Please name the Harvard Business School executive program that David Ager co-chairs, according to the profile of him below.

• [TEXT UNDER STUDY]
^^^^

Dr. David Ager

Senior Advisor and Associate Partner

Cambridge Family Enterprise Group

David L. Ager is a senior advisor and associate partner at Cambridge Advisors to Family Enterprise, a highly specialized, international advisory firm serving family enterprises. He is a fellow at Cambridge Institute for Family Enterprise, a leading education and research institute on the issues family enterprises face. Both organizations comprise Cambridge Enterprise Family Group, a global organization founded in 1989 that is devoted to helping families achieve multigenerational success for their families, enterprises, and financial wealth.

Dr. Ager is senior fellow and senior director within Executive Education at Harvard Business School, where he leads courses on family business, leadership, and organizations. He is co-chair of the Families in Business: From Generation to Generation executive program, and designs and directs customized executive programs for companies. His teaching addresses leadership development, talent development in the next generation, governance, succession planning, family office issues, strategic planning, M&A, innovation, change management, and team building. Dr. Ager has co-authored over thirty case studies that focus on a variety of management and ownership dilemmas in the areas of leadership, organizational change, family business, strategy, M&A, and international business.

^^^^

• [SUPPLIED INFORMATION]
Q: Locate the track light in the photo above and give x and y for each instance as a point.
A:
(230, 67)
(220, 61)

^^^^

• [EXERCISE RESULT] Families in Business: From Generation to Generation